TEXT SHOWN:
April 23rd, 2009 Posted in Weight Loss | No Comments »

Remember when you were a kid and you brought home an excellent report card? You knew that your high grades would earn praise from your parents, and you looked forward to hearing what a good student you were. The quarters that you’d get from Grandpa weren’t bad, either.

All of us like to be recognized for what we do well. This is just as true when we’re trying to lose weight as when we earned an “A” in arithmetic.

Some of the most memorable rewards that you receive will come from others. But even more important are the rewards that you give yourself.

Remember the first commandment, “Believe in yourself”? When you acknowledge each weight-loss goal that you have achieved, you are honoring the commitment and hard work that you’ve put into creating a new, healthier life for yourself. You don’t have to wait for the big, “I-lost-75-pounds!” sorts of goals, either. Something as small as adding an extra mile to your daily walk or not eating french fries for a week can be cause for celebration.

Saved data entries:
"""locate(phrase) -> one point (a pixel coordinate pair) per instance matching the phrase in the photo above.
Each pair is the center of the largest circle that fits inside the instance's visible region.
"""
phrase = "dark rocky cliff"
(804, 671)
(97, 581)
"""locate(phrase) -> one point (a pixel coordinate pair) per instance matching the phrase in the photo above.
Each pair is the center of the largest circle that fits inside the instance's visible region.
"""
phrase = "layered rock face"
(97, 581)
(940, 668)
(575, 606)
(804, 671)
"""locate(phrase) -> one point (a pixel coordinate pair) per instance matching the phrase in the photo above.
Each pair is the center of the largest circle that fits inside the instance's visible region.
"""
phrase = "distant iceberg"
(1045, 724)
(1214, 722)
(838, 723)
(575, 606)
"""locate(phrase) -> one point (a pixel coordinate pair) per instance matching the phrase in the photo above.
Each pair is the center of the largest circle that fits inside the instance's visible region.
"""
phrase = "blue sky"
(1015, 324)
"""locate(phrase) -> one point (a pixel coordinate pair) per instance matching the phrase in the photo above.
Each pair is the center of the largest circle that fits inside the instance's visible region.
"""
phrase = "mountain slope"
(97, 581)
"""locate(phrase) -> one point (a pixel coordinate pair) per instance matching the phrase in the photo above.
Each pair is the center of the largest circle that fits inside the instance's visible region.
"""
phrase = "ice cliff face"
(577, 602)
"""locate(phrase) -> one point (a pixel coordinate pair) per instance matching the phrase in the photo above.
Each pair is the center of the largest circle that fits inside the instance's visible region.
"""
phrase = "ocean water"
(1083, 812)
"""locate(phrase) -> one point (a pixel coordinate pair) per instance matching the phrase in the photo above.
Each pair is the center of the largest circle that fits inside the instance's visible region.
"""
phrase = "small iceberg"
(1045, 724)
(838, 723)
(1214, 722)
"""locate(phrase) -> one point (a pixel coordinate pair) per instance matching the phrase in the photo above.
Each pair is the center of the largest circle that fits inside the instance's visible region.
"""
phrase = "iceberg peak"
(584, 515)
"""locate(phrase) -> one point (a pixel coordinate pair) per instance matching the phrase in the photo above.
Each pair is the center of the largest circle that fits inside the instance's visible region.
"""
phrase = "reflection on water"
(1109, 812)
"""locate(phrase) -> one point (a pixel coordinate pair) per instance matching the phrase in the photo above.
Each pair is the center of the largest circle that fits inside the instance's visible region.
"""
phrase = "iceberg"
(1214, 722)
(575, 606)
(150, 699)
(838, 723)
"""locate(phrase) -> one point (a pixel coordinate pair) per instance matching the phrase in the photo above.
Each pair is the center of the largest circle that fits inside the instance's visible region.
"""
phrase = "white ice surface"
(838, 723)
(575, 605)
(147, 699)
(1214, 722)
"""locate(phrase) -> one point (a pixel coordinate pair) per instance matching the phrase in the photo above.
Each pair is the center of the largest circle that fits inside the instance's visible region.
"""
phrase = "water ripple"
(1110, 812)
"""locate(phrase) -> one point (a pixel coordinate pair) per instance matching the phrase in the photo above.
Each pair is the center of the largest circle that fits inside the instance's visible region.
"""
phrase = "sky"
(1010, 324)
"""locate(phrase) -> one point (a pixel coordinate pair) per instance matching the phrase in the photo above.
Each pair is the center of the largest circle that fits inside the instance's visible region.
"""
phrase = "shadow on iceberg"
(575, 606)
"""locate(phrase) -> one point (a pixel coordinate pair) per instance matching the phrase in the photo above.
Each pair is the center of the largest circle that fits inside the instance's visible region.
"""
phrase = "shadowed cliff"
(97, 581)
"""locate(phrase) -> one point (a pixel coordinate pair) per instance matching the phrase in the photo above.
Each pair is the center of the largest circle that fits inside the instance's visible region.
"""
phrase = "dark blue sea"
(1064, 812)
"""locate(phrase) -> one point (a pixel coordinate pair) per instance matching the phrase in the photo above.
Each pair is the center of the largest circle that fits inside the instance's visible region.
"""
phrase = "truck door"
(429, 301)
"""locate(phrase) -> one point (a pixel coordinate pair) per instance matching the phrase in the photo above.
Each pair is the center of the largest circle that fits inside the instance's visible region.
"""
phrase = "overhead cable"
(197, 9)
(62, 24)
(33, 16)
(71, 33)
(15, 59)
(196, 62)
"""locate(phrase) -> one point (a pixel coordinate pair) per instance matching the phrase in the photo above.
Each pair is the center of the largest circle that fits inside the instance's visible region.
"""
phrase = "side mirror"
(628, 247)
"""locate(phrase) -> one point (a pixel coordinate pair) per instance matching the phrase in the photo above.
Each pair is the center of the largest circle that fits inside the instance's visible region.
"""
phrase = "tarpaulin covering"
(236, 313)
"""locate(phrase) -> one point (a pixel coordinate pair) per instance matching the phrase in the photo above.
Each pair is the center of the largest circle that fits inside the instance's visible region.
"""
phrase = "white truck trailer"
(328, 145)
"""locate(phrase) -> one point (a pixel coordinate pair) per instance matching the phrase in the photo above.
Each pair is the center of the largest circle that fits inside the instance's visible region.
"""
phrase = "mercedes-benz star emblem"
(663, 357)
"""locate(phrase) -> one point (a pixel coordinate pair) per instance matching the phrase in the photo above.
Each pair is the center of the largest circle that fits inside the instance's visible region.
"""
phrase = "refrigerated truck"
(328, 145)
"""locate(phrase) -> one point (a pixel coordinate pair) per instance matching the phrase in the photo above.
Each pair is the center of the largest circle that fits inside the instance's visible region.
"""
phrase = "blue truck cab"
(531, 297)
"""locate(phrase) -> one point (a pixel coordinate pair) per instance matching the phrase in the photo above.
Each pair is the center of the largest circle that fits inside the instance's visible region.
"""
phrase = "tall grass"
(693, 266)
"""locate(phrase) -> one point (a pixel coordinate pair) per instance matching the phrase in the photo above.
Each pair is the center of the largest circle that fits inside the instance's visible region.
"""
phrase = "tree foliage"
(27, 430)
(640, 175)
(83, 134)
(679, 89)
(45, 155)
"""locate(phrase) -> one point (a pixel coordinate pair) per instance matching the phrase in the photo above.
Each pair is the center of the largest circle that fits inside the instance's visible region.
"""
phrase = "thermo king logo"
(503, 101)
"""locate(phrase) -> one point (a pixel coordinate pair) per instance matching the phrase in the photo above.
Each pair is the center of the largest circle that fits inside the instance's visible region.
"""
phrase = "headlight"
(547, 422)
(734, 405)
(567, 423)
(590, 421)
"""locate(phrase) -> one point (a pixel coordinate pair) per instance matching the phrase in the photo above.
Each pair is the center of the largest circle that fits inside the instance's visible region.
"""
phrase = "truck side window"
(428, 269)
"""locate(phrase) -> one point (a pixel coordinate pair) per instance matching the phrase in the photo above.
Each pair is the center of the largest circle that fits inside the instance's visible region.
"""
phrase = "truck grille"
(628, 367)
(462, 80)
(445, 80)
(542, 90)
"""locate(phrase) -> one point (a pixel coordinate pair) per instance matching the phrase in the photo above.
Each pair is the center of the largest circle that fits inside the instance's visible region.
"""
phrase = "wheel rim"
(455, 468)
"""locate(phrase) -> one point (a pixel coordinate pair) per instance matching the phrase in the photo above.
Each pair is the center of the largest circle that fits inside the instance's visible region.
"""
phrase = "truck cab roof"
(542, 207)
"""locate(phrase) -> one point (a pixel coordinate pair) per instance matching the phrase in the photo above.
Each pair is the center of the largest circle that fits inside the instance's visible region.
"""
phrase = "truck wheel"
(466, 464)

QUESTIONS ON THE MATERIAL:
1 - From the piece on rewarding weight-loss progress, set down word for word the part that opens with the words containing "April 23rd, 2009" and closes with "weren’t bad, either.".
2 - Take the piece on rewarding weight-loss progress further, picking up right after its final sentence.

ANSWER LIST:
1 -
April 23rd, 2009 Posted in Weight Loss | No Comments »

Remember when you were a kid and you brought home an excellent report card? You knew that your high grades would earn praise from your parents, and you looked forward to hearing what a good student you were. The quarters that you’d get from Grandpa weren’t bad, either.

2 -
So go ahead! Take a half-day off from work. Go shopping. Get a manicure. Buy tickets to the Yankees game. Do something that you really love but don’t usually make the time to do.

When you reward yourself for a job well-done, you reinforce your belief in yourself and tell yourself that you’re proud of what you’ve accomplished. It makes you want to do more, to see how far you can go. And that’s what living life to the fullest is all about.